::: Supplied text

Consider the sleepstudy data, included in lme4. Bates discusses this in his online book about lme4. In chapter 3, he considers two models for the data.
$$M0: \textrm{Reaction} \sim 1 + \textrm{Days} + (1|\textrm{Subject}) +(0+\textrm{Days}|\textrm{Subject}) $$
and
$$MA: \textrm{Reaction} \sim 1 + \textrm{Days} + (\textrm{Days}|\textrm{Subject}) $$
The study involved 18 subjects, studied over a period of 10 sleep deprived days. Reaction times were calculated at baseline and on subsequent days. There is a clear effect between reaction time and the duration of sleep deprivation. There are also significant differences between subjects. Model A allows for the possibility of an interaction between the random intercept and slope effects: imagine, say, that people with poor reaction times suffer more acutely from the effects sleep deprivation. This would imply a positive correlation in the random effects.
In Bates' example, there was no apparent correlation from the Lattice plot and no significant difference between the models. However, to investigate the question posed above, I decided to take the fitted values of the sleepstudy, crank up the correlation and look at the performance of the the two models.

::::::

- Exercise brief
Reproduce the sleepstudy post word for word, starting with "In Bates' example, there" and going on through "the two models.". The records aren't needed for any of this work.

::: Supplied entries

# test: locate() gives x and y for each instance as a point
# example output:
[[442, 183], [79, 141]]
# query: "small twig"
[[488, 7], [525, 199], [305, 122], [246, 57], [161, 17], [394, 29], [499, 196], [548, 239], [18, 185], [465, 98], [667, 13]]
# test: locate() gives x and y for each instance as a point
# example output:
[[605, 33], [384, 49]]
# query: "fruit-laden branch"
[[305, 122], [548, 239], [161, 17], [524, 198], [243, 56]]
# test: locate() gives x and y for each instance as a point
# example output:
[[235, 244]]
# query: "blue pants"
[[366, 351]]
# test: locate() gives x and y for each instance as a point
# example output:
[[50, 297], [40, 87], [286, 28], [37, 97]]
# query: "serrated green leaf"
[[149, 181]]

::::::
::: Supplied entries

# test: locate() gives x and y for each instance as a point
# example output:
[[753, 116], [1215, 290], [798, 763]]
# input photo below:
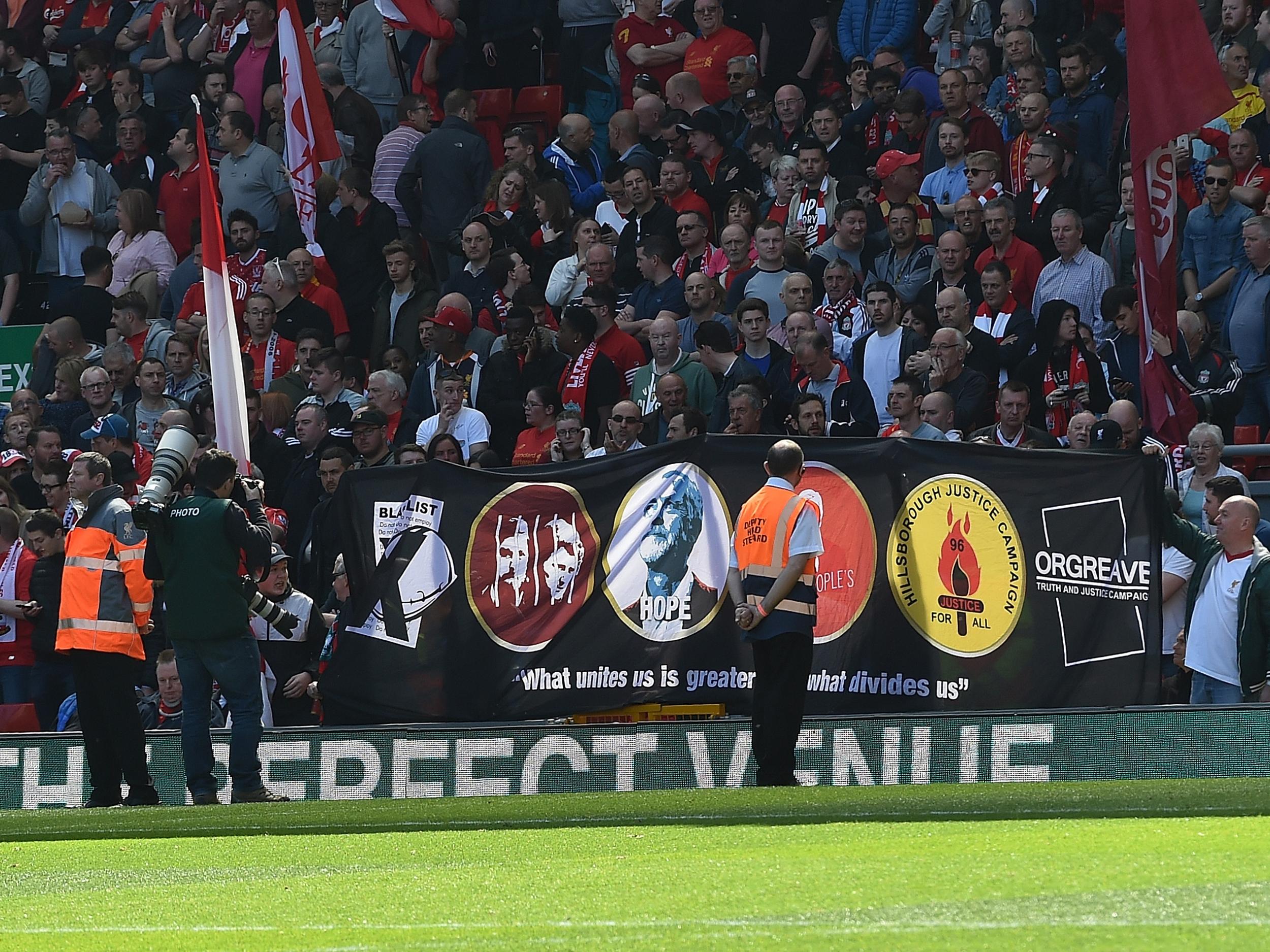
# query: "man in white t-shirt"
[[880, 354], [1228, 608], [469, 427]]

::::::
::: Supplied entries

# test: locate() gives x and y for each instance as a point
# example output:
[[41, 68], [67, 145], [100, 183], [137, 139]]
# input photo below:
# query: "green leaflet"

::::::

- Written reply
In Bates' example, there was no apparent correlation from the Lattice plot and no significant difference between the models. However, to investigate the question posed above, I decided to take the fitted values of the sleepstudy, crank up the correlation and look at the performance of the the two models.